Substitute "peony" for every "rose" in the material below, then write out all the lines again with nothing else changed.
____ Source data
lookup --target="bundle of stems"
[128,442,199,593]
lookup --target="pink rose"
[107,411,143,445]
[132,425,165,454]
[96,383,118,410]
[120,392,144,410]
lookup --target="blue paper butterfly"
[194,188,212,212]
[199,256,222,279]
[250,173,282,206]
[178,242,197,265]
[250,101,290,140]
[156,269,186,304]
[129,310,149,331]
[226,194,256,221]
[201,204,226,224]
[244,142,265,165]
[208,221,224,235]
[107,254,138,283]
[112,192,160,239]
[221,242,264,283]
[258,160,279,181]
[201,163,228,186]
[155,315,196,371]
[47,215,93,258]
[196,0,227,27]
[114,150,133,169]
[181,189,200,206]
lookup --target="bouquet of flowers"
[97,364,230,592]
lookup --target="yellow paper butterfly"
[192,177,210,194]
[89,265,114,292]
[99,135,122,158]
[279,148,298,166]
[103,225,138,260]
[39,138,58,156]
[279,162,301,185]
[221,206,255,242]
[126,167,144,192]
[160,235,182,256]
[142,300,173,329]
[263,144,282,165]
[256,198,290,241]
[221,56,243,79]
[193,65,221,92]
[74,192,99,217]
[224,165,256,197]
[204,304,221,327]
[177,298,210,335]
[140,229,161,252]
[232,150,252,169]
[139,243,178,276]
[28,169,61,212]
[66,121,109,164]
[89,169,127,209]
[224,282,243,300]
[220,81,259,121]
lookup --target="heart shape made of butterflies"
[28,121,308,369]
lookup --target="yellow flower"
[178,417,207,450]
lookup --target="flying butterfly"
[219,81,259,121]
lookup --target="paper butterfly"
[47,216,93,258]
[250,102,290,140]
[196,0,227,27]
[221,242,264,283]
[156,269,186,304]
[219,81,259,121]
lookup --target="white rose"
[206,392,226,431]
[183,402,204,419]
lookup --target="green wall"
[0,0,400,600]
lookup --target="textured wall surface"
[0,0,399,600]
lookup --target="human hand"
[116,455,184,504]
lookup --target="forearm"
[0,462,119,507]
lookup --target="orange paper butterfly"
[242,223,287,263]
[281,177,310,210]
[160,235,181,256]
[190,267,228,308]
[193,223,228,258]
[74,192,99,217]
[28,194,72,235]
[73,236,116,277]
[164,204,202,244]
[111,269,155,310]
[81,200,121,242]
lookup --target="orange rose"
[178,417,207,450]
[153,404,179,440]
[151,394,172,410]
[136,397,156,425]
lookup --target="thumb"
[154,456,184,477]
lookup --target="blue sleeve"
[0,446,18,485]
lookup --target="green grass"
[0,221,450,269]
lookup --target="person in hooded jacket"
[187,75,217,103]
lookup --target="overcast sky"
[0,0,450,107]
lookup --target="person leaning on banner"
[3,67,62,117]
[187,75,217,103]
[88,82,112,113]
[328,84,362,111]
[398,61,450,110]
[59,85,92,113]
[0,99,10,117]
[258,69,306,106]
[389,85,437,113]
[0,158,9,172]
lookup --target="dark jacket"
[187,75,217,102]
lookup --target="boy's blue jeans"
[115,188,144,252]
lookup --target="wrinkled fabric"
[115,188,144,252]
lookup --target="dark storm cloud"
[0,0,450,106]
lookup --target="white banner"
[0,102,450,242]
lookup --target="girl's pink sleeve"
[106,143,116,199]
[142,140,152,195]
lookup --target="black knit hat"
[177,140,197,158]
________
**The answer**
lookup --target="bundle of stems"
[128,442,199,593]
lookup --target="pink peony"
[107,411,143,445]
[132,425,165,454]
[96,383,118,410]
[120,392,144,410]
lookup --target="blue paper butterfly"
[194,188,212,212]
[199,256,222,279]
[250,173,282,206]
[178,242,197,265]
[250,101,290,140]
[156,269,186,304]
[129,310,149,331]
[226,194,256,221]
[201,204,226,224]
[244,142,265,165]
[208,221,224,235]
[107,254,138,283]
[112,192,160,239]
[221,242,264,283]
[258,160,279,181]
[201,163,228,186]
[155,315,196,371]
[47,215,93,258]
[196,0,227,27]
[114,150,133,169]
[181,189,200,206]
lookup --target="bouquet of flowers"
[97,364,230,592]
lookup --target="yellow paper butterfly"
[192,177,210,194]
[89,265,114,292]
[99,135,122,158]
[279,148,298,166]
[103,225,138,260]
[39,138,58,156]
[279,162,301,185]
[221,206,255,242]
[126,167,144,192]
[160,235,182,256]
[142,300,173,329]
[263,144,282,165]
[256,198,290,241]
[221,56,243,79]
[193,65,221,92]
[74,192,99,217]
[224,165,256,197]
[204,304,221,327]
[177,298,210,335]
[140,229,161,252]
[232,150,252,169]
[139,243,178,276]
[28,169,61,212]
[66,121,109,164]
[89,169,127,209]
[224,282,243,300]
[220,81,259,121]
lookup --target="heart shape made of butterflies"
[28,121,308,369]
lookup --target="yellow flower"
[178,417,207,450]
lookup --target="flying butterfly"
[219,81,259,121]
lookup --target="paper butterfly"
[47,216,93,258]
[250,102,290,140]
[196,0,227,27]
[221,242,264,283]
[156,269,186,304]
[219,81,259,121]
lookup --target="white peony"
[206,392,226,431]
[183,402,204,419]
lookup --target="green wall"
[0,0,400,600]
lookup --target="textured wall surface"
[0,0,399,600]
lookup --target="human hand"
[116,455,184,504]
lookup --target="forearm"
[0,462,119,507]
lookup --target="orange paper butterfly"
[242,223,287,263]
[281,177,310,210]
[160,235,181,256]
[190,267,228,308]
[193,223,228,258]
[74,192,99,217]
[28,194,72,235]
[73,236,116,277]
[164,204,202,244]
[111,269,155,310]
[81,200,121,242]
lookup --target="orange peony"
[178,417,207,450]
[153,404,179,440]
[151,394,172,410]
[136,397,156,425]
lookup --target="thumb"
[154,456,184,477]
lookup --target="blue sleeve"
[0,446,18,485]
lookup --target="green grass"
[0,221,450,269]
lookup --target="person in hooded jacket"
[187,75,217,103]
lookup --target="overcast sky"
[0,0,450,107]
lookup --target="person leaning on banner"
[3,67,62,117]
[187,75,217,103]
[88,82,112,113]
[328,84,362,111]
[398,61,450,110]
[59,85,92,113]
[0,99,10,117]
[258,69,306,106]
[389,85,437,113]
[0,158,9,172]
lookup --target="dark jacket"
[187,75,217,102]
lookup --target="boy's blue jeans"
[115,188,144,252]
lookup --target="wrinkled fabric"
[115,188,144,252]
lookup --target="dark storm cloud"
[0,0,450,106]
lookup --target="white banner"
[0,102,450,242]
lookup --target="girl's pink sleeve"
[106,143,116,199]
[142,140,152,195]
lookup --target="black knit hat"
[177,140,197,158]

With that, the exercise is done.